**Excerpted passage:**
═══
Eileen Brennan (born Verla Eileen Regina Brennen; September 3, 1932 – July 28, 2013) was an American actress. She made her film debut in the satire Divorce American Style (1967), followed by a supporting role in Peter Bogdanovich's The Last Picture Show (1971), which earned her a BAFTA Award nomination for Best Supporting Actress.

She gained further critical acclaim for her role as Captain Doreen Lewis in Private Benjamin, for which she received a nomination for the Academy Award for Best Supporting Actress. She reprised the role in a television adaptation, winning both a Golden Globe and a Primetime Emmy Award.

Brennan also starred in the mystery comedy Clue (1985), and had a minor role in the horror film Jeepers Creepers (2001). She prolifically worked in television, receiving Emmy nominations for her guest roles on Newhart, Thirtysomething, Taxi, and Will & Grace.

Early life
Brennan was born Verla Eileen Regina Brennen on September 3, 1932, in Los Angeles, California, daughter of Regina "Jeanne" Menehan, a silent film actress, and John Gerald Brennen, a doctor. Of Irish descent, she was raised Catholic.

After graduating from high school in California, Brennan relocated to Washington, D.C., to attend Georgetown University, where she was a member of the Mask and Bauble Society. She later relocated to New York City to attend the American Academy of Dramatic Arts, where she was roommates with Rue McClanahan.

Career

Early work and theatre

Brennan began her acting career while attending university, appearing in Georgetown's stage productions of Arsenic and Old Lace. Her exceptional comic skills and romantic soprano voice propelled her from unknown to star in the title role of Rick Besoyan's off-Broadway tongue-in-cheek musical/operetta Little Mary Sunshine (1959), earning Brennan an Obie Award, and its unofficial sequel The Student Gypsy (1963), on Broadway.

She played Annie Sullivan in The Miracle Worker at the 1961 Central City Opera Summer Festival in Central City, Colorado directed by Arthur Penn, who had just won a Tony for his direction of the play on Broadway. She went on to create the role of Irene Molloy in the original Broadway production of Hello, Dolly! (1964).

Brennan's work in theatre attracted attention from television producers in California. Carl Reiner, who was seeking an actress to play the role of Laura Petrie on The Dick Van Dyke Show, flew her from New York to Los Angeles to audition for the part; however, the role was given to Mary Tyler Moore.

Transition to film
Her feature-film debut was in Divorce American Style (1967). She soon became one of the most recognizable (if not precisely identifiable) supporting actresses in film and television. Her roles were usually sympathetic characters, though she played a variety of other character types, including earthy, vulgar and sassy, but occasionally "with a heart of gold". A year after her feature-film debut, she became a semi-regular on the comedy-variety show Rowan & Martin's Laugh-In, but stayed for only two months. Brennan also appeared on Barnaby Jones; episode titled "Blood Relations" (11/28/1975).
═══
Dataset entries
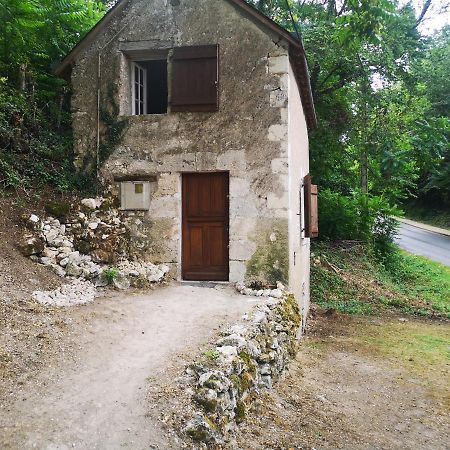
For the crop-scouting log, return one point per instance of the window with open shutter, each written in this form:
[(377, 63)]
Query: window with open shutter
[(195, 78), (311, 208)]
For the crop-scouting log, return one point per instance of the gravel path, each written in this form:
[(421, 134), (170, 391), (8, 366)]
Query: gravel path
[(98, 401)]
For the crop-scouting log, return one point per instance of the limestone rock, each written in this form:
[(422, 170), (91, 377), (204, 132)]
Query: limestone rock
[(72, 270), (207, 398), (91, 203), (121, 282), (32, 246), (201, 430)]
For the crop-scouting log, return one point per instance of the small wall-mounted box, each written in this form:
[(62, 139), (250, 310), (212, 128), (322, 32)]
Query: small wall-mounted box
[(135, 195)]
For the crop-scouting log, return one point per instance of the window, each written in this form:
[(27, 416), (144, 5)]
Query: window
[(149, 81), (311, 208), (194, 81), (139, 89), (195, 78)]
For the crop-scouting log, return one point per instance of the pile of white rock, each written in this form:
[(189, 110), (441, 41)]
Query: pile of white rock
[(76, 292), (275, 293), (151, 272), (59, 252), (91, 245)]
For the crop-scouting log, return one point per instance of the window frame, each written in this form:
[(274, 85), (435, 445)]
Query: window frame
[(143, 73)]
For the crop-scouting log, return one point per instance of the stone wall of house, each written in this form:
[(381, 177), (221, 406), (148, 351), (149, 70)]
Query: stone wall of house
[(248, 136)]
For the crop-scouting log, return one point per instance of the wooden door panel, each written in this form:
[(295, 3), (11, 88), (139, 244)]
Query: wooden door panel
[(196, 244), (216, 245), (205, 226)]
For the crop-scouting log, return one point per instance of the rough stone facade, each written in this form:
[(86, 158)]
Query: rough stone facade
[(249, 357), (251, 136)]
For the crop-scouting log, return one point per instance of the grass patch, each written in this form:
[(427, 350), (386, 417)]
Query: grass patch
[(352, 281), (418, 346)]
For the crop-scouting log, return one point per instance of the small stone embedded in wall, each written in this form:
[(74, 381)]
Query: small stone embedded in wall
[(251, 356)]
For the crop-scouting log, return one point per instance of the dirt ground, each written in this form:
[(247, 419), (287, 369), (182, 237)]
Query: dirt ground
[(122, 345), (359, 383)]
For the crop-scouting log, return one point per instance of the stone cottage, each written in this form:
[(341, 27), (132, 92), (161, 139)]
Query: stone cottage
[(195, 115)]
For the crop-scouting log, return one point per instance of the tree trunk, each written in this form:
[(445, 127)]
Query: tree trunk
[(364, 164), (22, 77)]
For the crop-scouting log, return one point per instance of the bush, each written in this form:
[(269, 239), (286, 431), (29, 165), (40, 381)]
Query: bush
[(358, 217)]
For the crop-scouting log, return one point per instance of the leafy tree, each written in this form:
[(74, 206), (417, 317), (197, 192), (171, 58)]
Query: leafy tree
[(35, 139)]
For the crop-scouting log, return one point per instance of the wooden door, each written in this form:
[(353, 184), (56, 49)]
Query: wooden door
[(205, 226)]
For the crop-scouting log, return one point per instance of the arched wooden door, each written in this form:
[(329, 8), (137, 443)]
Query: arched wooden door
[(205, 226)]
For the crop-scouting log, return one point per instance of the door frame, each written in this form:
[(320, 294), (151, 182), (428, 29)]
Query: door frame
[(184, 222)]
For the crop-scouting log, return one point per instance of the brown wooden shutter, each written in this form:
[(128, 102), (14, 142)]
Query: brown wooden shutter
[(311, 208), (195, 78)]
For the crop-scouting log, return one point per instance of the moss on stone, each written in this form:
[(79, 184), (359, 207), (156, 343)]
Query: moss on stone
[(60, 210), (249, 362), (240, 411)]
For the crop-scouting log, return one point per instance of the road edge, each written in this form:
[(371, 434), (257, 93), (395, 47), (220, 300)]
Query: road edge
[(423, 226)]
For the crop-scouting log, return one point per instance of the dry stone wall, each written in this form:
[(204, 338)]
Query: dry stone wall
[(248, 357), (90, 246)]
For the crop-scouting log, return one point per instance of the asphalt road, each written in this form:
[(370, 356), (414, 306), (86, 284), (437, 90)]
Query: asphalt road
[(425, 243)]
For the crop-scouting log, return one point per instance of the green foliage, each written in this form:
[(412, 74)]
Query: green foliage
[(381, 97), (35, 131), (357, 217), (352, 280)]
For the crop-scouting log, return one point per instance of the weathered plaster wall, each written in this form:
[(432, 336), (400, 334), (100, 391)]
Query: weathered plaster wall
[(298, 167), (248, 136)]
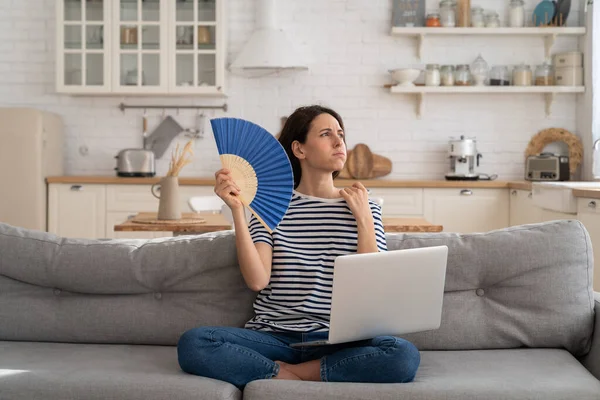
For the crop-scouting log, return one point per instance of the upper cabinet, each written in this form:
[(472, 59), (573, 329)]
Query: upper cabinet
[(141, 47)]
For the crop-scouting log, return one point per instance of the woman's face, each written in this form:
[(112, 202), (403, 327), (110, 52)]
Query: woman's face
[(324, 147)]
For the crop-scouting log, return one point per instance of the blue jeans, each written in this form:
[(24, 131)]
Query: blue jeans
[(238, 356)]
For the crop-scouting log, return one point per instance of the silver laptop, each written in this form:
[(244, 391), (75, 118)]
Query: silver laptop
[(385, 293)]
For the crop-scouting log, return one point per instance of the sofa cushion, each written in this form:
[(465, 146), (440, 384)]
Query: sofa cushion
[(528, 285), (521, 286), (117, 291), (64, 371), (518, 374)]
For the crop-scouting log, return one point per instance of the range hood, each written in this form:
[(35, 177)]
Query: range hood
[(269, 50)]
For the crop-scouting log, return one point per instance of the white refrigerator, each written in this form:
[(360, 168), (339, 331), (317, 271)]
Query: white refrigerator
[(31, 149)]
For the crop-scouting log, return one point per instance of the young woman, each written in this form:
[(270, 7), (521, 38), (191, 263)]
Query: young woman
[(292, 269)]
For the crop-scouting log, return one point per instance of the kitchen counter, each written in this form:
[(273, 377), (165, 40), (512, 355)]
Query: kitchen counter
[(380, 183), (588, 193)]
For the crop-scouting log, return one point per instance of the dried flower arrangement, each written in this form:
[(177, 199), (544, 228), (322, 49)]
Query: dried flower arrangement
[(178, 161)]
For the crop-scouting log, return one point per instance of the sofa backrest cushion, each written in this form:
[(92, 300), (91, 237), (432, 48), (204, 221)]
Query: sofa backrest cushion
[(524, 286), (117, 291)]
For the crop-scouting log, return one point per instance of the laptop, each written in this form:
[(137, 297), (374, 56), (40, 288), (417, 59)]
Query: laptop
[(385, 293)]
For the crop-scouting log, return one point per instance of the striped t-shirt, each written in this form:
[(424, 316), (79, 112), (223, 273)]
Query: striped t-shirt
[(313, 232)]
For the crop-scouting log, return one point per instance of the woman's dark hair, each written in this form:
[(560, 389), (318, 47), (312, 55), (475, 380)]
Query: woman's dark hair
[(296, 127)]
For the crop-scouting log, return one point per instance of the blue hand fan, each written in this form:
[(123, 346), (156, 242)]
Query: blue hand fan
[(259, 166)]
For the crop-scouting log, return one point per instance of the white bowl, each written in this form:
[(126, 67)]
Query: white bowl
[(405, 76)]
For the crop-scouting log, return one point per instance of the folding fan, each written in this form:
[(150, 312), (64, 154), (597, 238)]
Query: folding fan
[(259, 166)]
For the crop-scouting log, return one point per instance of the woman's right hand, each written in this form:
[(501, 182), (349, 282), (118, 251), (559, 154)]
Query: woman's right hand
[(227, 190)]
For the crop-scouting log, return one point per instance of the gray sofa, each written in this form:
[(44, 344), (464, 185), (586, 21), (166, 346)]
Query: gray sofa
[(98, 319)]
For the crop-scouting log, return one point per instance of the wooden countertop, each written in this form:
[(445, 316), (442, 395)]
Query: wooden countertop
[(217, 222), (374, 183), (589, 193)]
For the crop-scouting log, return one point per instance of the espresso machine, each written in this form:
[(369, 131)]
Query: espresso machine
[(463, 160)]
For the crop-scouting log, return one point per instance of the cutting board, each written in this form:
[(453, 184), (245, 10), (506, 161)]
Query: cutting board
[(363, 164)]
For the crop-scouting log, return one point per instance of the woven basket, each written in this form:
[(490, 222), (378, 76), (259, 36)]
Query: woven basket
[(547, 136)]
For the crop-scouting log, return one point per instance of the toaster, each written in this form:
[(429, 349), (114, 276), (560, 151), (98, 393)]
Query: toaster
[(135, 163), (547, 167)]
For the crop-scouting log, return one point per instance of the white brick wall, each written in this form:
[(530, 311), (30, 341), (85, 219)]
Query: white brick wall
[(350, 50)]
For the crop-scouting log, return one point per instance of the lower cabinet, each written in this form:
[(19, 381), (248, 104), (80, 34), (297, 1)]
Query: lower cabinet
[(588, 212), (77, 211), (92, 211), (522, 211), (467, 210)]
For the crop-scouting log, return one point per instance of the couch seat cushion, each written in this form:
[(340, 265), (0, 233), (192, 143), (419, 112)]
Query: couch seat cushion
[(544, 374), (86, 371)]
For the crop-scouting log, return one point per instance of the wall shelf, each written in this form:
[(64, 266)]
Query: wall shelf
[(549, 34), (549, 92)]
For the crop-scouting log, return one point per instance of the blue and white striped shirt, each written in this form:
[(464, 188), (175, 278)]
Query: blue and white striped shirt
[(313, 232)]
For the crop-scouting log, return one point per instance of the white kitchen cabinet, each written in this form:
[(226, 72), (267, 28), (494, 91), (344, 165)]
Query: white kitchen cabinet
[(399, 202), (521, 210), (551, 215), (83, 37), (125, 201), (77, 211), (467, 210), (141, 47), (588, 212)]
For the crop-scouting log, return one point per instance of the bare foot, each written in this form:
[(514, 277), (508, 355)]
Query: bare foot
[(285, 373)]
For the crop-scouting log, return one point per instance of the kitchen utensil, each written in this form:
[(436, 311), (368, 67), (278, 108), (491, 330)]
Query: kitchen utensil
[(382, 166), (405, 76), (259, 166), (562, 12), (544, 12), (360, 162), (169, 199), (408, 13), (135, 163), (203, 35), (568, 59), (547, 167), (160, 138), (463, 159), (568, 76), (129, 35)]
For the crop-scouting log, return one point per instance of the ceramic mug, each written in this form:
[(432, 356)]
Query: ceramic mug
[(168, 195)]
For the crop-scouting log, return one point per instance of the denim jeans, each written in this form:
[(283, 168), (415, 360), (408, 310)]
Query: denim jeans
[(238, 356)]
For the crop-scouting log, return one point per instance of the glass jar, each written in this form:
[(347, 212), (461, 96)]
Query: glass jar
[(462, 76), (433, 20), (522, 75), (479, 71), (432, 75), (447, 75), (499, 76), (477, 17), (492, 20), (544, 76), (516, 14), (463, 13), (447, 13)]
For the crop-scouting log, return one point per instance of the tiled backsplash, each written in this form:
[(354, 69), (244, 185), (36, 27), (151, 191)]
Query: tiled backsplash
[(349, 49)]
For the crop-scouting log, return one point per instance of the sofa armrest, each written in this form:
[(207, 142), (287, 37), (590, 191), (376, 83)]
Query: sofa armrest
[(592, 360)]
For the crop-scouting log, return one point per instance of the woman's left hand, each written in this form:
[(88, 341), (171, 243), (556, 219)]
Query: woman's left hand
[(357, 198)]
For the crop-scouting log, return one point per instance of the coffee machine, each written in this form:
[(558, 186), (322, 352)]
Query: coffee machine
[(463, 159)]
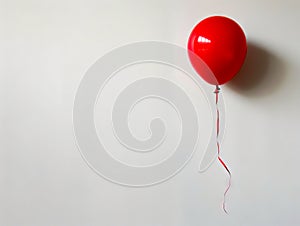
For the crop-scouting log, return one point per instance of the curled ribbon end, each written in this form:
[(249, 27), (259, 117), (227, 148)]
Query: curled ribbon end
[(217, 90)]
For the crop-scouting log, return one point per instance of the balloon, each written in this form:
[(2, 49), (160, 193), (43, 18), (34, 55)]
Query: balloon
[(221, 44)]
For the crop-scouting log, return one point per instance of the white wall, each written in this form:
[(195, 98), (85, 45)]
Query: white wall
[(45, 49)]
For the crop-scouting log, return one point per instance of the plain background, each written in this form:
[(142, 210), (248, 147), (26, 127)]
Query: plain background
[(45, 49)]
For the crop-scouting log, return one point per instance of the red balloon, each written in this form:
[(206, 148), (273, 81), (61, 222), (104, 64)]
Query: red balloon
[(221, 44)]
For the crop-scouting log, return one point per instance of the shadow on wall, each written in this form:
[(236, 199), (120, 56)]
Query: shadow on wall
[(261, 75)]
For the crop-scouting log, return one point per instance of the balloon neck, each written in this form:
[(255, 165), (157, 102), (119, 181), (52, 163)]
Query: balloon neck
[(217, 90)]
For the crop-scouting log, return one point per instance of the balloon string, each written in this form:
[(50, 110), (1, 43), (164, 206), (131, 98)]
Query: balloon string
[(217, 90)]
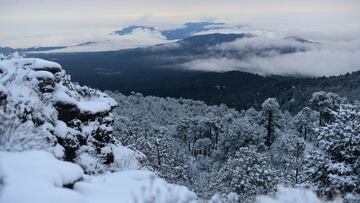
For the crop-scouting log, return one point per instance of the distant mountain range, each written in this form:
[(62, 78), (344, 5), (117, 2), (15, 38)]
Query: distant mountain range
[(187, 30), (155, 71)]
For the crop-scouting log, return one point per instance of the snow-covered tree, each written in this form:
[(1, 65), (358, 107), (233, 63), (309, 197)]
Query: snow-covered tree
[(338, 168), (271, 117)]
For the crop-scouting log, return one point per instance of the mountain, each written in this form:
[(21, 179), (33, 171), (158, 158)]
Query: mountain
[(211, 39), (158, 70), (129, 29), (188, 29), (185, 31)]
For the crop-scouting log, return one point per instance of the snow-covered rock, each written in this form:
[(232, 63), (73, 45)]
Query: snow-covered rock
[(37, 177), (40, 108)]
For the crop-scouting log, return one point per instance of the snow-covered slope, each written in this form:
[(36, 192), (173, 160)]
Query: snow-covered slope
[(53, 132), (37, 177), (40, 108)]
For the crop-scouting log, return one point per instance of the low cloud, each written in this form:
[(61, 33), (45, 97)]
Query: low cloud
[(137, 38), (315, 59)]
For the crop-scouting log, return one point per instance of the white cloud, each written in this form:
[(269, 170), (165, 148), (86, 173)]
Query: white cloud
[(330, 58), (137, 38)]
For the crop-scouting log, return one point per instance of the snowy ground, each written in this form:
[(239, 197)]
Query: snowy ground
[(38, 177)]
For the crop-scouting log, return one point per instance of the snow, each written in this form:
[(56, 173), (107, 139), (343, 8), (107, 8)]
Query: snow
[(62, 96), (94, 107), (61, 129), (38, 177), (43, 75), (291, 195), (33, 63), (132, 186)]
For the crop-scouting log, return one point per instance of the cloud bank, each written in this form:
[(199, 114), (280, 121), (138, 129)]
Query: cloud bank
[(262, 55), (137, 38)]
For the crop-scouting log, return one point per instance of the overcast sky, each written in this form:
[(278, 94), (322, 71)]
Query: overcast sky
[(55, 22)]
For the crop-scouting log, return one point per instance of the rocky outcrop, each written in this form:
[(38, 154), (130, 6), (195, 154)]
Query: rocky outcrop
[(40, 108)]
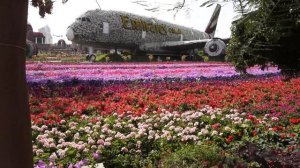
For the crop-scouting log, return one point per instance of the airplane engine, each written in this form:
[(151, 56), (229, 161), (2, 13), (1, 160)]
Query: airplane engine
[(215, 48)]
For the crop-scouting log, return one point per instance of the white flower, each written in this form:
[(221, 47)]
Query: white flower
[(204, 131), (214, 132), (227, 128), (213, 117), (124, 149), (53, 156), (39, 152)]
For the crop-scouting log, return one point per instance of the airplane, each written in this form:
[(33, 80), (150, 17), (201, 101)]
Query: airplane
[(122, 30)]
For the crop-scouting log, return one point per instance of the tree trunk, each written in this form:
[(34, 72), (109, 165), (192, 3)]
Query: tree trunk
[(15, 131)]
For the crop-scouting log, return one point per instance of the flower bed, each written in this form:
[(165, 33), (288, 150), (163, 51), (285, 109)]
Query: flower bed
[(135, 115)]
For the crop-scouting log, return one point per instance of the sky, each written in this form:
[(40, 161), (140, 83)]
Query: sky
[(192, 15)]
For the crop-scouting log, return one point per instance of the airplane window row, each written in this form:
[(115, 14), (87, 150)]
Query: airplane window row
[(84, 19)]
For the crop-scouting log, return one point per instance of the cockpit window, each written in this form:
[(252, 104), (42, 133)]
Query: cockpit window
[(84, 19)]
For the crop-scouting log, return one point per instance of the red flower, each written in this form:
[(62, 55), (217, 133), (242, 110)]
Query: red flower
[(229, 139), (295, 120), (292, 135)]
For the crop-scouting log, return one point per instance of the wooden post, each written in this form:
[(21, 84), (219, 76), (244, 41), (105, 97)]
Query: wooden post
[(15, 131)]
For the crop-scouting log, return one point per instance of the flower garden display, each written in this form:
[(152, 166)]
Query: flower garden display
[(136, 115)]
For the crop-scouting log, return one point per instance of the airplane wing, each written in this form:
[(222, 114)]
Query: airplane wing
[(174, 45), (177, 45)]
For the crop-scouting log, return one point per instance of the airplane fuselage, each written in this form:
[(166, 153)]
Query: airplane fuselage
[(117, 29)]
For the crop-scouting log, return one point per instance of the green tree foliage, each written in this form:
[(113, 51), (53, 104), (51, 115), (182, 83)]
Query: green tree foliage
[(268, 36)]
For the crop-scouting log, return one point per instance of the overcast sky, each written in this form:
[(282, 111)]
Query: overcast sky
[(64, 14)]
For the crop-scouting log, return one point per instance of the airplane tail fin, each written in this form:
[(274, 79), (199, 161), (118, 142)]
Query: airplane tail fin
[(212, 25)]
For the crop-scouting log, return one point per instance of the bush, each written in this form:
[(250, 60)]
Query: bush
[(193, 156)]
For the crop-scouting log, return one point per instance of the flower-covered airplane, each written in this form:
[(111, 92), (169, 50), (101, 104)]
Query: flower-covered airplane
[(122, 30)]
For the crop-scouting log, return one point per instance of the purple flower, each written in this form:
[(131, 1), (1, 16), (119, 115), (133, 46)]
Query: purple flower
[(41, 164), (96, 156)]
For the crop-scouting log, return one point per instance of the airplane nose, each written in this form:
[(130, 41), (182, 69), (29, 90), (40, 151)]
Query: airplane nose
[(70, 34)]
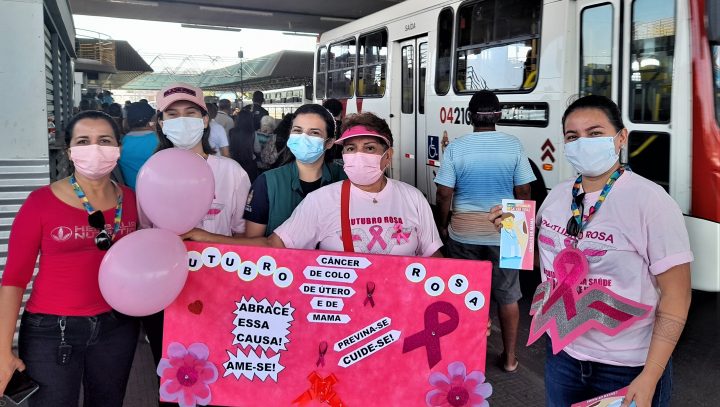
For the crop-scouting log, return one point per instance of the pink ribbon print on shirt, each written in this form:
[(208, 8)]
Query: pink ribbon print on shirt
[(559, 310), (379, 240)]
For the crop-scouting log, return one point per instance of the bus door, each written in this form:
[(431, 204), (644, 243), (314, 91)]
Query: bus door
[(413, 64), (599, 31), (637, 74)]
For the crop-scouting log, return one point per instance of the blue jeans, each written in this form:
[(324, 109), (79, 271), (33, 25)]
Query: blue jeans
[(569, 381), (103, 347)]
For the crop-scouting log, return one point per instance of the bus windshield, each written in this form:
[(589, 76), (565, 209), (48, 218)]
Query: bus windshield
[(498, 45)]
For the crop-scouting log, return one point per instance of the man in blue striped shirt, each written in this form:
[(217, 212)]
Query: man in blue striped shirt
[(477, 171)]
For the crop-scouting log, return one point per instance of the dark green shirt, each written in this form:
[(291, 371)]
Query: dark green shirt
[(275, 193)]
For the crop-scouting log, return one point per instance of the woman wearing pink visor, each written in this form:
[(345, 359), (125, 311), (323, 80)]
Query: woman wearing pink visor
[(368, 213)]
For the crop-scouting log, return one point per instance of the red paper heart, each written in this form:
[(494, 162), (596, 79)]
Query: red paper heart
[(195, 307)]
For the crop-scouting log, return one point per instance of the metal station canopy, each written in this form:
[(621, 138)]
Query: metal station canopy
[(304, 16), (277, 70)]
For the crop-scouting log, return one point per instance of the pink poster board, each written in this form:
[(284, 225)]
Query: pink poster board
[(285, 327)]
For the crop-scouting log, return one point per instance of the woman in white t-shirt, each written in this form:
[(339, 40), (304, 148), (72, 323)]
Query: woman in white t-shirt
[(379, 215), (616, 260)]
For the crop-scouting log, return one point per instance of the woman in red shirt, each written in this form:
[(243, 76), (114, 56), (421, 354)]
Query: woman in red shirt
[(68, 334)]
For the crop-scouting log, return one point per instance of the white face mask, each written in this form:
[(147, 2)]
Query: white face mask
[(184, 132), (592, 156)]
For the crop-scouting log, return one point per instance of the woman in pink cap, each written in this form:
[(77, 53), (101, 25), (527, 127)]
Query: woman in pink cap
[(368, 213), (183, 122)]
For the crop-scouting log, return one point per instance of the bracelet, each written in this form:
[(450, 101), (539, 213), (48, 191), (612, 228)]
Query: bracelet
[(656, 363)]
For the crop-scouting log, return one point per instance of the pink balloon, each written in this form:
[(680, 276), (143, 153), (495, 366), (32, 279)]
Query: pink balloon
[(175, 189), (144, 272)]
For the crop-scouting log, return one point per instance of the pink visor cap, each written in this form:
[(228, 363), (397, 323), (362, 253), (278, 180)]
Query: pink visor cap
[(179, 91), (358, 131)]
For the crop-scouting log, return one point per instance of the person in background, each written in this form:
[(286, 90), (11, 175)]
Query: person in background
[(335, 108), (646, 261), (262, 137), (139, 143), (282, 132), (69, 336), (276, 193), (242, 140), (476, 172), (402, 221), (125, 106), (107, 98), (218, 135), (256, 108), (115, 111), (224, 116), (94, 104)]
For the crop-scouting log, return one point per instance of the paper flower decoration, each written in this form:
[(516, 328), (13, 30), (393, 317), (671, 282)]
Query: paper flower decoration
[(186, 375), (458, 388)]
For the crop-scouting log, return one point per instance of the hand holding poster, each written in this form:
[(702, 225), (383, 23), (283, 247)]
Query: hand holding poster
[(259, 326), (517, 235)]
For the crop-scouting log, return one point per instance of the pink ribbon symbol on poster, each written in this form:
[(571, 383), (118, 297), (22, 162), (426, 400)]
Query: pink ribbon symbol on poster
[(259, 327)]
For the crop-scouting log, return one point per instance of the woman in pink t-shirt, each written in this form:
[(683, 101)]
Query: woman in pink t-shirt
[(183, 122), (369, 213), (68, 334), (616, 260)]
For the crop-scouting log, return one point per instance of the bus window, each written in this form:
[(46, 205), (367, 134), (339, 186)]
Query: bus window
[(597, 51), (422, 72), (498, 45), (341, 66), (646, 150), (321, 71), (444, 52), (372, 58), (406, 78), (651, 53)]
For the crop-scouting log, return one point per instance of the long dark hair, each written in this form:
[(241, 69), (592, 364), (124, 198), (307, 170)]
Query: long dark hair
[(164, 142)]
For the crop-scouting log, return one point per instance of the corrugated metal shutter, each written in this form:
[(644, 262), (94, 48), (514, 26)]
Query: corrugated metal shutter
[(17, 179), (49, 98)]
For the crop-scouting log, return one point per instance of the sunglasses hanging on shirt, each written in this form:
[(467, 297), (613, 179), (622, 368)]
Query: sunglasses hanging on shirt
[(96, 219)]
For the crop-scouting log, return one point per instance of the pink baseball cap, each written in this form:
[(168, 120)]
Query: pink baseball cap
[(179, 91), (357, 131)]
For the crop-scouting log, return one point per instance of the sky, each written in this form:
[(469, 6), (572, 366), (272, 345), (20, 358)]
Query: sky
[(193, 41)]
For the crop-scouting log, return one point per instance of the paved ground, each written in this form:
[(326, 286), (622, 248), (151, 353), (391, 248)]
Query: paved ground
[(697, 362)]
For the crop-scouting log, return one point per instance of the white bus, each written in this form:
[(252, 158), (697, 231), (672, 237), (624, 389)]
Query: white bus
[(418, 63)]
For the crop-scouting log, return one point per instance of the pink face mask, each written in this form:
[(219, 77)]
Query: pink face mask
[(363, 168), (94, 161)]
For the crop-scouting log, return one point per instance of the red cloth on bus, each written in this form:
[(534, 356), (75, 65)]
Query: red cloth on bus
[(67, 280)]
═══
**Action item A:**
According to the Eileen Brennan biography, who was her roommate at the American Academy of Dramatic Arts?
**Action item B:**
List every television series that the Eileen Brennan biography names as earning her an Emmy nomination for a guest role.
**Action item C:**
Continue the Eileen Brennan biography from its final sentence.
The dataset entries are separate material with no connection to the Eileen Brennan biography.

**Expected answer A:**
Rue McClanahan

**Expected answer B:**
Newhart, Thirtysomething, Taxi, Will & Grace

**Expected answer C:**
Although her name was not often recognized by the general public, she became a favorite of many directors, in particular Peter Bogdanovich. She appeared in Bogdanovich's drama The Last Picture Show as Genevieve (1971), for which she received a BAFTA nomination for best supporting actress.

In 1972, Brennan appeared in an All in the Family episode, "The Elevator Story" (1972), as Angelique McCarthy, followed by a role as brothel madam Billie in George Roy Hill's Academy Award-winning film The Sting (1973) as the confidante of con man Henry Gondorf (Paul Newman). In 1974, she reunited with director Bogdanovich, appearing in his adaptation of the Henry James novella Daisy Miller. Bogdanovich was the only director who made use of her musical talents (before, she sang in performances off Broadway) when he cast her as Cybill Shepherd's crude, fun-loving maid in his musical flop At Long Last Love (1975) (which also starred Madeline Kahn; Brennan and Kahn worked together in two more films: The Cheap Detective and Clue).

Brennan also worked with director Robert Moore and writer Neil Simon, appearing in Murder by Death as Tess Skeffington (1976) and also appearing in The Cheap Detective (1978). Both of these movies also starred James Coco, James Cromwell and Peter Falk. She had a starring role, playing the disc jockey Mother in the film FM (1978), a comedy-drama about life at a rock-music radio station.

In 1980, Brennan received a Best Supporting Actress Oscar nomination for her role as Goldie Hawn's nasty commanding officer in Private Benjamin. She reprised the role in the television adaptation (1981–1983), for which she won an Emmy (supporting actress) as well as a Golden Globe (lead actress). She had one additional Golden Globe nomination and six Emmy nominations. Brennan received an Emmy nomination for her guest-star role in the Taxi episode "Thy Boss's Wife" (1981).

In 1985, Brennan portrayed the iconic Mrs. Peacock in the Paramount Pictures adaptation of Clue.

Later roles
Brennan guest-starred on two Murder, She Wrote episodes, "Old Habits Die Hard" (1987) and "Dear Deadly" (1994), and in 1987, she also appeared in the Magnum, P.I. episode "The Love That Lies". In the 1990s, she appeared in Stella with Bette Midler, Bogdanovich's Texasville (the sequel to The Last Picture Show), and Reckless. She had a recurring role on the sitcom Blossom as the neighbor/confidante of the title character. She also appeared opposite Vincent D'Onofrio in a segment of Boys Life 2, an anthology film about gay men in America.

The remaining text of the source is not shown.